------ EXERCISE MATERIALS

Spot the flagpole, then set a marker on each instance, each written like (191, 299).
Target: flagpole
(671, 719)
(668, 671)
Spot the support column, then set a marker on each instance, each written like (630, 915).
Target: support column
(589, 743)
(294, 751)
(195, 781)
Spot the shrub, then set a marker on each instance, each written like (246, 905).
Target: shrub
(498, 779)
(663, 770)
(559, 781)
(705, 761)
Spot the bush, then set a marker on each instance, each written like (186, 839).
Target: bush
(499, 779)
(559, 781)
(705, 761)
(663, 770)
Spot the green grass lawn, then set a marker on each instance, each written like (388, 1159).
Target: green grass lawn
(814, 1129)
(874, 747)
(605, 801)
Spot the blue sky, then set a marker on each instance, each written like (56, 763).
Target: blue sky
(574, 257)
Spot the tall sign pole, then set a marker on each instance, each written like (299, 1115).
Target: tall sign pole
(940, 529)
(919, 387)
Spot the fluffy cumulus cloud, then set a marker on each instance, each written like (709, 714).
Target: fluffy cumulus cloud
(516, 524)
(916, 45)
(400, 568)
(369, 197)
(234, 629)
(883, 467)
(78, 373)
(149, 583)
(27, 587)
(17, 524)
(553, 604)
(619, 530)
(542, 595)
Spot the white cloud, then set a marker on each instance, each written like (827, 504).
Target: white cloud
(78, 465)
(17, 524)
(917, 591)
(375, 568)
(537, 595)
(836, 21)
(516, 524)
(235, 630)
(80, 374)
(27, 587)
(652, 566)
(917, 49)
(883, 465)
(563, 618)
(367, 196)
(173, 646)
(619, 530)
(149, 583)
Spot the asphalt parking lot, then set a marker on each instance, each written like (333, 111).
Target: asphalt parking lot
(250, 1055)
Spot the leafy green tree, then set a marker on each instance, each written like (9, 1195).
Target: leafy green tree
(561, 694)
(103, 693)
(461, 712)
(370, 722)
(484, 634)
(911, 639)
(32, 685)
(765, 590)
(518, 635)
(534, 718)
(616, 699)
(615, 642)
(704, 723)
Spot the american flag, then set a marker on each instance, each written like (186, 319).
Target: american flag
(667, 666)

------------

→ **INSTRUCTIONS FOR THE TASK**
Give the data again, exactly as it appears above.

→ **EXPECTED ANSWER**
Spot the flagpole, then set a marker on each instance, each written like (191, 299).
Target: flagpole
(671, 719)
(668, 671)
Spot the support column, then set a marker on each instance, each written like (630, 915).
Target: support column
(589, 743)
(294, 751)
(195, 781)
Spot the shrub, then set a marker on each instance, each written like (246, 905).
Target: shrub
(498, 779)
(663, 770)
(559, 781)
(705, 761)
Spot the bush, then set a marker on each instance, each written like (186, 839).
Target: bush
(499, 779)
(559, 781)
(705, 761)
(663, 770)
Spot the green grass lawn, then set a marker on each instance, each written like (388, 1159).
Target: green grass lawn
(814, 1129)
(874, 747)
(605, 801)
Spot the blue sky, then set a marker on each instance, each written like (56, 763).
Target: blue sky
(574, 257)
Spot the tall sign pole, then set a marker on each instance, each written like (299, 1115).
Target: tall sign pole
(940, 529)
(919, 387)
Spot the fluffy cumulus cloud, then set a marker on each instance, each written like (709, 714).
Target: fluffy cumulus cloud
(516, 524)
(916, 45)
(400, 568)
(369, 197)
(234, 629)
(883, 467)
(78, 373)
(149, 583)
(27, 587)
(17, 524)
(553, 604)
(619, 530)
(542, 595)
Spot the white cloud, then set a marker on each instance, each written like (827, 504).
Target: white cloud
(78, 465)
(17, 524)
(917, 591)
(375, 568)
(537, 595)
(836, 21)
(516, 524)
(235, 630)
(80, 374)
(27, 587)
(652, 566)
(917, 49)
(883, 465)
(563, 618)
(367, 196)
(173, 646)
(619, 530)
(149, 583)
Spot the asphalt parking lot, then set a marker on each instance, each written like (333, 111).
Target: asphalt parking lot
(250, 1055)
Spot the leafy green tree, then set a marker on each instance, each written like (9, 1195).
Target: leafy green tree
(561, 694)
(103, 693)
(461, 712)
(370, 722)
(484, 634)
(911, 639)
(32, 685)
(765, 590)
(518, 635)
(534, 718)
(616, 699)
(615, 642)
(704, 723)
Spot the american flag, then set a marker on each instance, each written like (186, 319).
Target: american flag
(667, 666)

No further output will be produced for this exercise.